* THE TASK: Copy the listing below line for line, keeping every character, space and bracket unchanged.

--- Begin MATERIAL PROVIDED ---

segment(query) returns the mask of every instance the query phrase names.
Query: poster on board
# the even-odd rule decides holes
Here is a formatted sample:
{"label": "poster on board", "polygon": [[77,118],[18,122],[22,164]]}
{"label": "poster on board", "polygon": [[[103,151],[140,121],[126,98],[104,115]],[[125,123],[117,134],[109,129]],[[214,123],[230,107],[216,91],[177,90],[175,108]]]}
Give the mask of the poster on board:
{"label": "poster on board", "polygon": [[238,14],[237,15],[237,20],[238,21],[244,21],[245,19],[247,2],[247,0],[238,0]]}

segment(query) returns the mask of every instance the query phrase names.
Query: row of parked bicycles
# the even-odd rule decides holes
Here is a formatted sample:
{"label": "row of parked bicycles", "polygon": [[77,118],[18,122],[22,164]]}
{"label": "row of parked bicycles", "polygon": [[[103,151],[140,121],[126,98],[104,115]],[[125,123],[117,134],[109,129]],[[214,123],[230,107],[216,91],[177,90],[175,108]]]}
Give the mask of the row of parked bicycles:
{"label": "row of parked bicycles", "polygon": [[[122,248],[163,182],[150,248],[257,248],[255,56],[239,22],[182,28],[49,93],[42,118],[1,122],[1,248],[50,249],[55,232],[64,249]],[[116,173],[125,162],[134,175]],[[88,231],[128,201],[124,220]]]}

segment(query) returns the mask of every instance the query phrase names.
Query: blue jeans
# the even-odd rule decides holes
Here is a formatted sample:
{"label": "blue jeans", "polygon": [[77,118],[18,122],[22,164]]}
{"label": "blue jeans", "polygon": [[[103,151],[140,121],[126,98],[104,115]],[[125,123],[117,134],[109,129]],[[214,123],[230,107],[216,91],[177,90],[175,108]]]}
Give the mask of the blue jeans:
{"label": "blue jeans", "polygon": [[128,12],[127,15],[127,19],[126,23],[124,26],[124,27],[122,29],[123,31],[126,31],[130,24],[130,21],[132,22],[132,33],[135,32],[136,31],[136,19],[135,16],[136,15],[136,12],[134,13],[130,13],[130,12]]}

--- End MATERIAL PROVIDED ---

* RESULT OF THE EXERCISE:
segment(query) returns the mask of every instance the query phrase names.
Query: poster on board
# the even-odd rule decides holes
Here is a formatted sample:
{"label": "poster on board", "polygon": [[77,118],[18,122],[22,164]]}
{"label": "poster on board", "polygon": [[[103,151],[140,121],[126,98],[104,115]],[[125,123],[117,134],[109,129]],[[214,123],[230,107],[216,91],[177,90],[175,108]]]}
Give the mask of the poster on board:
{"label": "poster on board", "polygon": [[238,14],[237,15],[237,20],[238,21],[244,21],[245,19],[247,2],[247,0],[238,0]]}

segment(query) returns the mask of every instance the query phrase names.
Query: row of parked bicycles
# the even-odd rule decides holes
Here is a formatted sample:
{"label": "row of parked bicycles", "polygon": [[77,118],[18,122],[22,164]]}
{"label": "row of parked bicycles", "polygon": [[[103,151],[140,121],[126,98],[104,115]],[[125,123],[117,134],[109,129]],[[214,123],[230,107],[216,91],[177,90],[175,108]]]}
Give the mask of the row of parked bicycles:
{"label": "row of parked bicycles", "polygon": [[[122,248],[163,182],[150,248],[257,248],[255,56],[239,22],[182,28],[49,93],[42,118],[1,122],[1,248],[50,249],[55,232],[64,249]],[[116,173],[125,162],[134,175]],[[88,231],[128,201],[124,220]]]}

segment(query) returns the mask of every instance the query phrase names.
Query: blue jeans
# the even-odd rule decides holes
Here is a formatted sample:
{"label": "blue jeans", "polygon": [[77,118],[18,122],[22,164]]}
{"label": "blue jeans", "polygon": [[[103,151],[140,121],[126,98],[104,115]],[[125,123],[117,134],[109,129]],[[214,123],[230,107],[216,91],[177,90],[175,108]]]}
Give the mask of the blue jeans:
{"label": "blue jeans", "polygon": [[128,12],[127,15],[127,19],[126,23],[124,26],[124,27],[122,29],[123,31],[126,31],[130,24],[130,21],[132,22],[132,33],[135,32],[136,31],[136,19],[135,16],[136,15],[136,12],[134,13],[130,13],[130,12]]}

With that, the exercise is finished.